* _Dataset entries_:
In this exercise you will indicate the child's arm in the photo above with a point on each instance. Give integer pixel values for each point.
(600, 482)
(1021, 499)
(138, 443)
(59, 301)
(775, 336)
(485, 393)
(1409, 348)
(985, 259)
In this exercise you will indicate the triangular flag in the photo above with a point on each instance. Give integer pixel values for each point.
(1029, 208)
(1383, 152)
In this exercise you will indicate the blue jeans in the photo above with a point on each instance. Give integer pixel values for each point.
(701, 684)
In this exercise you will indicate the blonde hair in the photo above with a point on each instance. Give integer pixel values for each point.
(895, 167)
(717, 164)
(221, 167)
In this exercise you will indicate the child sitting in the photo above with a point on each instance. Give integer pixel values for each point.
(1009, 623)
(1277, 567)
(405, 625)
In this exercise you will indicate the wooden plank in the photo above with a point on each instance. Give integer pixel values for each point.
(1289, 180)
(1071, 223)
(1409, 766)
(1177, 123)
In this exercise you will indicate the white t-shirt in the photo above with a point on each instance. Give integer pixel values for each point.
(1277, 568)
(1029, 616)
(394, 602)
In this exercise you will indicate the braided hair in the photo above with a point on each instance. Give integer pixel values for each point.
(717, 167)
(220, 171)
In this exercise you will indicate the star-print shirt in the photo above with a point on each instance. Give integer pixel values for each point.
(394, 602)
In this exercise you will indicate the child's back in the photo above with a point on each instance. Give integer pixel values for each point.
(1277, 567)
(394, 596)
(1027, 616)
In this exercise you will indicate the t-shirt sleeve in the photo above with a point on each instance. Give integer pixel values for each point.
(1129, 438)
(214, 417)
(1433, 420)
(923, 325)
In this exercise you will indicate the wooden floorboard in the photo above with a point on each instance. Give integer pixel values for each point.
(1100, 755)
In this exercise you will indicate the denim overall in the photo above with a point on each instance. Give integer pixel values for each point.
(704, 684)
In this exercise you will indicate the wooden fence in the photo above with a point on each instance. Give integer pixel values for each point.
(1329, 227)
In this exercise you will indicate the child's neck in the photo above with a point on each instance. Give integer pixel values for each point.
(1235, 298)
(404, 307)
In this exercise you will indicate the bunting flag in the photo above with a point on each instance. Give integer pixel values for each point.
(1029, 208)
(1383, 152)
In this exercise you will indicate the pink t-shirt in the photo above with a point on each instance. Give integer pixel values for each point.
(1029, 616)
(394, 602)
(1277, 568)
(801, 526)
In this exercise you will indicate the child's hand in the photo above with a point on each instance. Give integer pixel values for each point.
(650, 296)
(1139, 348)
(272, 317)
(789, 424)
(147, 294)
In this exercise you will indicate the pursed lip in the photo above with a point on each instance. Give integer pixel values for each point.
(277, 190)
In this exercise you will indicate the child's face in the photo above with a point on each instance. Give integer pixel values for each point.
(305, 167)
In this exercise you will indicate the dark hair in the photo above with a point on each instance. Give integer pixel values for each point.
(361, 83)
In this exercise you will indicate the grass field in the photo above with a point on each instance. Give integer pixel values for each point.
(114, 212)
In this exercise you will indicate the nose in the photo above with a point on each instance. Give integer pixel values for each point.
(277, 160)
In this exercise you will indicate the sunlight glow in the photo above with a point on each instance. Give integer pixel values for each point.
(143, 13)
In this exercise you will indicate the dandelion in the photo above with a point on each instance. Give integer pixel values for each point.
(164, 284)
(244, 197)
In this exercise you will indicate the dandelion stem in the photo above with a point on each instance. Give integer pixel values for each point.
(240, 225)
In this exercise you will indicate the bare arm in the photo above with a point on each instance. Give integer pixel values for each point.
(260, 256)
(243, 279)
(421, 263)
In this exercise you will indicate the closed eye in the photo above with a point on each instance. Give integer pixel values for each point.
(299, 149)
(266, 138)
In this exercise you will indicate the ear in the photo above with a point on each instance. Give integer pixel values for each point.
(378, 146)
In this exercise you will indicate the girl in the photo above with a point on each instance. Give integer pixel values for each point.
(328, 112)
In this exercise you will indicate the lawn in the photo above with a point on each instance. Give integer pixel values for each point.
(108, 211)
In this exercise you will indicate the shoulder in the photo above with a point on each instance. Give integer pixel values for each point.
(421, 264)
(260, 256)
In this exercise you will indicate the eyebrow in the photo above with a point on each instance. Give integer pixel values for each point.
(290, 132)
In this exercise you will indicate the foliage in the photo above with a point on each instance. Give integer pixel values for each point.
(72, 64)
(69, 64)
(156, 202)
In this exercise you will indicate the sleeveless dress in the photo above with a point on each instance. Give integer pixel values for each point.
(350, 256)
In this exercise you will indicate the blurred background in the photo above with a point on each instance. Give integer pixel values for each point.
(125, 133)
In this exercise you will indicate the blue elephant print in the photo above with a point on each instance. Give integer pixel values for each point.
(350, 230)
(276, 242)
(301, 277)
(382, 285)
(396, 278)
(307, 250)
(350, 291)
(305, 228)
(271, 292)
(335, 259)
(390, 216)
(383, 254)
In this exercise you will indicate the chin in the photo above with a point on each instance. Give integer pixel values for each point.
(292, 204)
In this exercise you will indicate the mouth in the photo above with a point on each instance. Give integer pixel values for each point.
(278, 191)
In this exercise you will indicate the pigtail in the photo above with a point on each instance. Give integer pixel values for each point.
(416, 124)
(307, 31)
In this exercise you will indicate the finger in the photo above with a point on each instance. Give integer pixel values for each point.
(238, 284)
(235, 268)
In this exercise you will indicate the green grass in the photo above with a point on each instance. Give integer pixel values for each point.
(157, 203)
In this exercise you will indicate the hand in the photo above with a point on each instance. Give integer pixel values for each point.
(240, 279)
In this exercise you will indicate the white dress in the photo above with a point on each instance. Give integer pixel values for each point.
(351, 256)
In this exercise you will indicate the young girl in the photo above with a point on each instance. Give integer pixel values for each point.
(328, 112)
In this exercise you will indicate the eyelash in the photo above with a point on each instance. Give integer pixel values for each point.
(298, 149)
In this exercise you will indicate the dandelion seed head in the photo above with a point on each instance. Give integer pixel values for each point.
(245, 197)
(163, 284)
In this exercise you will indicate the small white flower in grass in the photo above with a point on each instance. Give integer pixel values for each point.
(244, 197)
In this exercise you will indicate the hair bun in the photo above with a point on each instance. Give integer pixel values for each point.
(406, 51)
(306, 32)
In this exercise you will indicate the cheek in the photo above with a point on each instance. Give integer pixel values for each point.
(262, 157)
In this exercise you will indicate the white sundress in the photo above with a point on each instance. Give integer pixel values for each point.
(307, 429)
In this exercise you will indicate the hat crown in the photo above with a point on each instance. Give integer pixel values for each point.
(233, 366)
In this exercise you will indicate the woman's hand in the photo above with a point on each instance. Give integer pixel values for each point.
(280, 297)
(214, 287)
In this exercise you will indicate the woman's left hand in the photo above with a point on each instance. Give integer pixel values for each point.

* _Your goal_: Reproduce every item above word for word, in its original order.

* _Written answer_:
In this exercise you will indicate the child's arm in the photo above with a point on each instance. Give integer pixel values for each point.
(600, 482)
(1021, 499)
(138, 443)
(59, 301)
(775, 336)
(485, 393)
(1409, 348)
(985, 259)
In this exercise you will indicate the triangular flag in the photo above with a point on each instance. Give integer pixel values for each point.
(1029, 208)
(1383, 152)
In this exercise you will indicate the blue jeans in the photo above with a point on each instance. Give integer pixel values for each point.
(701, 684)
In this exercise you will indicate the blonde hair in the photo above with a point on each instance. Give integer pixel values for each point.
(895, 167)
(717, 164)
(221, 167)
In this exercise you will indicate the child sitting in the photo above with a point on each instance. Give integer pixel values for each point.
(1009, 623)
(1277, 567)
(405, 625)
In this exercise you will indicate the wooden plank in the photo above with a point on each instance. Give integer pixel values for each point.
(1289, 180)
(1071, 223)
(1409, 766)
(1177, 123)
In this exercise you will indicate the white t-shirt in the photo above with a point on each instance. Give integer pixel values for each point.
(1277, 568)
(1029, 616)
(394, 602)
In this exercise you will indicate the braided hair in the photo above with a point on each instance. Give integer pixel values for each point.
(717, 167)
(220, 171)
In this exercise you will indicate the star-print shirt in the photo above with a point on each instance. Give integer pixel values for each point.
(394, 602)
In this exercise you will indicate the child's back in the photo above with a point on each instance. Give integer pixel values for each point.
(1277, 567)
(394, 596)
(1027, 616)
In this exercise you will indicate the t-shirt sleeve in the photo above with a point on each instance. Give integer pixel values for each point.
(1129, 438)
(214, 417)
(1433, 420)
(923, 325)
In this exercise you will indicate the wooden floorboard in the photo above with a point on each instance. Give integer pixel values for each point.
(1100, 755)
In this exercise you will indicate the denim overall in the photo above with a point on each instance. Give integer pixel values for each point.
(704, 684)
In this exercise you will indicate the wooden fence in the photo above with a point on each instance. Give integer pixel values for each point.
(1329, 227)
In this exercise you will indicate the child's neck in the photo above with a point on each instance. Give integer pixel values for each point.
(1235, 298)
(404, 307)
In this exercise you will indicate the bunting flag in the photo above with a point on each instance. Give integer pixel values for each point.
(1029, 208)
(1383, 152)
In this exercise you will indicate the pink t-shirt in the photo above with a point on each instance. Give integer pixel values for each point.
(1029, 616)
(394, 602)
(1277, 568)
(801, 526)
In this exercise you will indicate the child's hand in the photo above with a point on each instance. Give integer pixel values for each point.
(650, 296)
(1139, 348)
(272, 317)
(789, 424)
(147, 294)
In this exercise you will indicate the pursed lip in the photo above with a point on each instance. Give integer pixel values for each point.
(277, 190)
In this exercise you will indicate the child's face in the photo above with a point on each instance. Give integer pixel values for each point.
(305, 167)
In this exercise you will indicate the dark hair in the photo above with a point on each instance. Give integer pixel values for each point.
(361, 83)
In this exercise you will indicate the grass field in the photo above with a point on each instance. Give integer pixel values for each point.
(114, 212)
In this exercise you will indicate the nose in the photo above with a point on each instance. Give integer pixel values for each point.
(277, 160)
In this exercise you will indicate the sunlight glow in the photo above with a point on each instance. Give integer pixel values for each point.
(143, 13)
In this exercise you will indicate the dandelion in the photo above with a point on each instance. Give integer pixel values for each point.
(164, 284)
(244, 197)
In this exercise you will indicate the dandelion stem in the photo above with a point on each instance. Give integer pixel values for each point.
(240, 225)
In this exercise you will indicate the bare arm in the photo above with a point on each instance. Give integer pixel values for each point.
(260, 256)
(243, 279)
(421, 263)
In this exercise you will indicate the closed eye in the photo above with a point on each instance. Give integer pixel values for each point.
(299, 149)
(266, 138)
In this exercise you will indicate the ear in the photo above with a point on each instance. Give integer pixel values for each point.
(378, 146)
In this exercise you will indicate the girl in the photo above with a point on each instance. Give integer pixel values for each point.
(328, 112)
In this exercise you will indicate the lawn in the photo above with a point on each instance. Give integer pixel values for each point.
(108, 211)
In this exercise you will indicate the shoulder in the photo above with a point on each instance. Give integer pixel values for each point.
(421, 264)
(260, 256)
In this exercise you will indicate the eyebrow in the photo above with a point on each instance. Give integer pixel values for each point.
(290, 132)
In this exercise you will indicate the foliage in the photo above with a point on each instance. Give integer pixel values for each point.
(72, 64)
(69, 64)
(156, 202)
In this exercise you will indicate the sleeveless dress in the photo above with a point on each instance. Give integer pixel values for each point.
(350, 256)
In this exercise you will indicate the blurred background in the photo above with a point on each instance. Give integer pixel values for each point.
(125, 133)
In this exercise you will indicate the blue elephant print in the photo above with a point on each instance. Give integer pixel values for each point.
(350, 230)
(276, 242)
(301, 277)
(382, 285)
(396, 278)
(307, 250)
(350, 291)
(305, 228)
(271, 292)
(335, 259)
(390, 216)
(383, 254)
In this exercise you will indicate the chin in the photo above with a point on each instance. Give integer pixel values for each point.
(292, 204)
In this exercise you will indicate the mouth in the photo above with a point on each instance. Give integer pixel values for each point.
(278, 191)
In this exercise you will indicate the pigtail in the photo above with a point on each instance. Give integer pixel values for each point.
(416, 124)
(307, 31)
In this exercise you will indicate the finger in the photo above with a point on each instance. Give integer pixel values for each point.
(238, 284)
(235, 268)
In this exercise you will indicate the green grass in the photo above with a point on each instance. Give integer pixel values for each point.
(157, 203)
In this exercise you will indicate the hand in the photo above with a point on each instance. Give integer pixel values for each point.
(240, 279)
In this exercise you will indicate the white dress in the photo above with a point on each instance. Give integer pixel values for each point.
(351, 256)
In this exercise you will indicate the young girl in the photo above with a point on each instance. Give integer pixel values for each point.
(328, 112)
In this exercise you will indicate the eyelash in the photo above with a point on each instance. Give integer pixel values for each point.
(298, 149)
In this exercise you will indicate the dandelion seed head in the photo above with a point on each instance. Give integer pixel values for each point.
(245, 197)
(163, 284)
In this exercise you will indicate the small white flower in grass in the photo above with a point on each instance. Give integer pixel values for each point.
(244, 197)
In this exercise you will indicate the hair bun in the photo above with a point on each instance. Give integer pixel values for each point.
(406, 51)
(306, 32)
In this exercise you will indicate the cheek in the photo above with a point on each instance. Give integer pixel values for each point.
(262, 157)
In this exercise you will indicate the white sundress in the photo above with a point on each instance. Give integer pixel values for each point.
(307, 429)
In this exercise you will indicate the hat crown in the photo above with a point on each instance. Give integer pixel values for each point.
(233, 366)
In this exercise you will indicate the woman's hand in the photo above with a point on each instance. Give integer pixel values for each point.
(280, 297)
(214, 287)
In this exercise you will indicate the woman's left hand in the photo above with a point on each instance. Give integer pixel values for each point.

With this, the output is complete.